*** Block opens ***

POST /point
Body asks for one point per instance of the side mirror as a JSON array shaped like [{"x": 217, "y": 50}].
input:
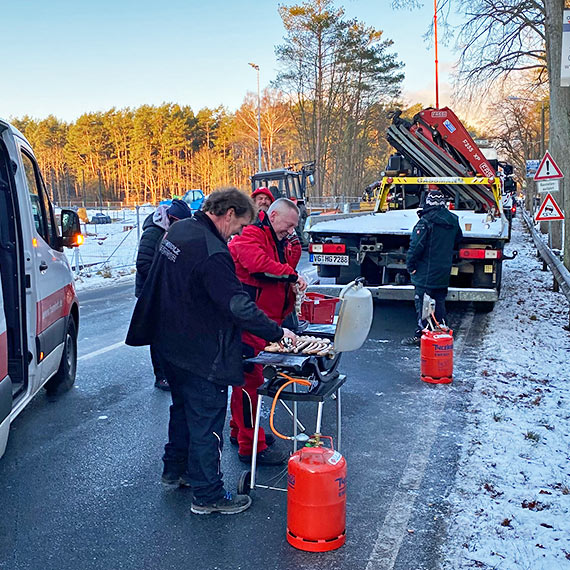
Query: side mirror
[{"x": 70, "y": 229}]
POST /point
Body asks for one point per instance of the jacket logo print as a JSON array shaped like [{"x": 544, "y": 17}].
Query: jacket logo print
[{"x": 169, "y": 250}]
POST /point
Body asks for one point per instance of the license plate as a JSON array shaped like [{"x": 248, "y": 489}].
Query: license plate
[{"x": 328, "y": 259}]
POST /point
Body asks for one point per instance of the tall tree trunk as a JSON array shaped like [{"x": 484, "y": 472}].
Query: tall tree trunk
[{"x": 559, "y": 119}]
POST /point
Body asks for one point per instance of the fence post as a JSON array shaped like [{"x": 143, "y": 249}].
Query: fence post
[{"x": 138, "y": 225}]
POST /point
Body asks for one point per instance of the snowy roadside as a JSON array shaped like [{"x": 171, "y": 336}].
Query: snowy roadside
[
  {"x": 510, "y": 504},
  {"x": 108, "y": 255}
]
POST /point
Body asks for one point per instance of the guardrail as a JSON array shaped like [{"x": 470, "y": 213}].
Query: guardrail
[{"x": 560, "y": 273}]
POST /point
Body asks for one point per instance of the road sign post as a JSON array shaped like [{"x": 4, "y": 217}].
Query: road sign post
[{"x": 549, "y": 210}]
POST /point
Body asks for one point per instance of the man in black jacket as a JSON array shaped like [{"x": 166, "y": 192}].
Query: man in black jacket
[
  {"x": 430, "y": 257},
  {"x": 154, "y": 228},
  {"x": 193, "y": 309}
]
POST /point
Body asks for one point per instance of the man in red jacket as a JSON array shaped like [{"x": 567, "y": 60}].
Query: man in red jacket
[{"x": 265, "y": 256}]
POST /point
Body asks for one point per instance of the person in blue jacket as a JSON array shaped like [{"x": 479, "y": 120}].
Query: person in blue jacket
[
  {"x": 154, "y": 228},
  {"x": 430, "y": 257}
]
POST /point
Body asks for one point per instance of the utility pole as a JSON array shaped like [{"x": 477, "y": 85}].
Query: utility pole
[{"x": 259, "y": 151}]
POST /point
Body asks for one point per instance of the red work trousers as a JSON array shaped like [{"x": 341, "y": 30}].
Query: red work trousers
[{"x": 244, "y": 402}]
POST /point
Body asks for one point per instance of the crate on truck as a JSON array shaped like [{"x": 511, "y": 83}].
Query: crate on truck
[{"x": 39, "y": 311}]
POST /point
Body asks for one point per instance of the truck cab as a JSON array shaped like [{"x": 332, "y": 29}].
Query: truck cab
[
  {"x": 39, "y": 310},
  {"x": 289, "y": 183}
]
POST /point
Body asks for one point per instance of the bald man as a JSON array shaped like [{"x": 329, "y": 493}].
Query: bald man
[{"x": 266, "y": 261}]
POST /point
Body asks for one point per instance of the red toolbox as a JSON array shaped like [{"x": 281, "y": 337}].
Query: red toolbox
[{"x": 318, "y": 308}]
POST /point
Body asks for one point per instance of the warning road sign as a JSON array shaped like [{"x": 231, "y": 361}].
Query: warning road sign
[
  {"x": 549, "y": 210},
  {"x": 548, "y": 169}
]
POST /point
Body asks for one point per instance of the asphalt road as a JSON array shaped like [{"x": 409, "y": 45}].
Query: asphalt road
[{"x": 80, "y": 480}]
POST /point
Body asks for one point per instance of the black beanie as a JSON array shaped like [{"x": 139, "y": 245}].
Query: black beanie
[
  {"x": 435, "y": 198},
  {"x": 179, "y": 210}
]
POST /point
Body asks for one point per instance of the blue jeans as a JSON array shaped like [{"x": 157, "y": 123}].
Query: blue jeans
[
  {"x": 438, "y": 295},
  {"x": 197, "y": 417}
]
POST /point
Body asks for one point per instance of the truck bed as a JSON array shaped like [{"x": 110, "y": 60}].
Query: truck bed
[{"x": 401, "y": 222}]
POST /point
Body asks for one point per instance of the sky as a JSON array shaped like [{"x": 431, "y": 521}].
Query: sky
[{"x": 68, "y": 57}]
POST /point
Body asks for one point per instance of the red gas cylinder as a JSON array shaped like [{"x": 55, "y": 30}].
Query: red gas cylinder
[
  {"x": 436, "y": 353},
  {"x": 316, "y": 499}
]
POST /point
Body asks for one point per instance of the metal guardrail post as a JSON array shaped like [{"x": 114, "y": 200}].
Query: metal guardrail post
[{"x": 559, "y": 271}]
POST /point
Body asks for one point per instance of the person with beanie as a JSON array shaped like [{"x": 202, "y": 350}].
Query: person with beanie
[
  {"x": 154, "y": 228},
  {"x": 430, "y": 257},
  {"x": 262, "y": 198}
]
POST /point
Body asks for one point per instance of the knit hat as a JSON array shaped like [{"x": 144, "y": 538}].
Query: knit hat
[
  {"x": 263, "y": 190},
  {"x": 179, "y": 210},
  {"x": 435, "y": 198}
]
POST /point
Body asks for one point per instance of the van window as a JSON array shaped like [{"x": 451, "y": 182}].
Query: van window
[{"x": 41, "y": 210}]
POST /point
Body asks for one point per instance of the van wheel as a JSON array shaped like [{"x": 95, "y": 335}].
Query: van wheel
[{"x": 64, "y": 378}]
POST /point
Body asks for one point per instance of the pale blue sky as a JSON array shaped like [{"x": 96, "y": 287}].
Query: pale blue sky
[{"x": 67, "y": 57}]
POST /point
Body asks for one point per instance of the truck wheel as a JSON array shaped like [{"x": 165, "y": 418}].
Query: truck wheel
[
  {"x": 484, "y": 306},
  {"x": 64, "y": 378}
]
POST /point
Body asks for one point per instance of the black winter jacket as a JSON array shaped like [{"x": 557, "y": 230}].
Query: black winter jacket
[
  {"x": 192, "y": 307},
  {"x": 433, "y": 240},
  {"x": 150, "y": 239}
]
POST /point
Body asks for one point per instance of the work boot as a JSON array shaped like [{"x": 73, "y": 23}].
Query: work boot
[
  {"x": 227, "y": 505},
  {"x": 411, "y": 341},
  {"x": 269, "y": 439},
  {"x": 162, "y": 384},
  {"x": 268, "y": 456}
]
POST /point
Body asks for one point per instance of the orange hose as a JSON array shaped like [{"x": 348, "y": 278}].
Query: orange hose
[{"x": 291, "y": 380}]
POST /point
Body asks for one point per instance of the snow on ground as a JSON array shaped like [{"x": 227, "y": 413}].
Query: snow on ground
[
  {"x": 109, "y": 252},
  {"x": 510, "y": 505}
]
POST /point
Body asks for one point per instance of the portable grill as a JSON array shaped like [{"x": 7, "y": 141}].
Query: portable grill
[{"x": 321, "y": 372}]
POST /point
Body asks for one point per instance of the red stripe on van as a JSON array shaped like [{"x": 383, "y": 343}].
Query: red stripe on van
[
  {"x": 3, "y": 355},
  {"x": 54, "y": 307}
]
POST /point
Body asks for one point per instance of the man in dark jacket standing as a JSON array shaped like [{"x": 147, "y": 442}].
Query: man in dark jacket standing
[
  {"x": 193, "y": 309},
  {"x": 430, "y": 257},
  {"x": 154, "y": 228}
]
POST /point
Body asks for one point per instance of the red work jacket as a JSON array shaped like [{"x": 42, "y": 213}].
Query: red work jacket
[{"x": 266, "y": 268}]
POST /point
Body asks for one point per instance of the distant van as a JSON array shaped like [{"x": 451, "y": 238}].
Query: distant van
[{"x": 39, "y": 311}]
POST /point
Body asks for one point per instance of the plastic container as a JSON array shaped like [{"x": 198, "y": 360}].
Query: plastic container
[{"x": 318, "y": 308}]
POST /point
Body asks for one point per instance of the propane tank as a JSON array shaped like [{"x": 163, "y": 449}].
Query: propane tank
[
  {"x": 316, "y": 498},
  {"x": 436, "y": 353}
]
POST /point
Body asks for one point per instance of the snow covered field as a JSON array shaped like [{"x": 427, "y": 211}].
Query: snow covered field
[
  {"x": 510, "y": 506},
  {"x": 109, "y": 252}
]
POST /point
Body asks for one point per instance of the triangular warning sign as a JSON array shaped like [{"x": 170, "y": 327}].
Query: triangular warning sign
[
  {"x": 548, "y": 169},
  {"x": 549, "y": 210}
]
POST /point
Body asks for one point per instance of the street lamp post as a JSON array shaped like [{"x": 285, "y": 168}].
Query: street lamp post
[{"x": 256, "y": 67}]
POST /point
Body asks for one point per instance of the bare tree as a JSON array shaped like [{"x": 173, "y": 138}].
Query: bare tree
[{"x": 502, "y": 38}]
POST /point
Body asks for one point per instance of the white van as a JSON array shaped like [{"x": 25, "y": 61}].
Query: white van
[{"x": 39, "y": 311}]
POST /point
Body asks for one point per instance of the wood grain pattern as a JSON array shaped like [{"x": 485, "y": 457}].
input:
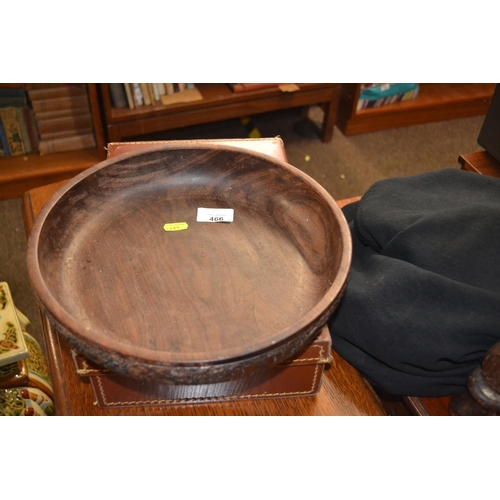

*** Block closes ***

§ **EXERCISE BRIEF**:
From the records above, transcribe exactly the run of lines that opens with the line holding "Body asks for one point per instance of the snowy" and closes with the line holding "Body asks for one point per instance of the guardrail", both included.

§ **SOLUTION TO THIS PROBLEM**:
Body asks for one point per instance of the snowy roadside as a JSON array shaped like [{"x": 171, "y": 336}].
Query: snowy roadside
[
  {"x": 510, "y": 504},
  {"x": 108, "y": 255}
]
POST /point
Body asks for one point per instance of the guardrail as a JSON array shaped like [{"x": 470, "y": 213}].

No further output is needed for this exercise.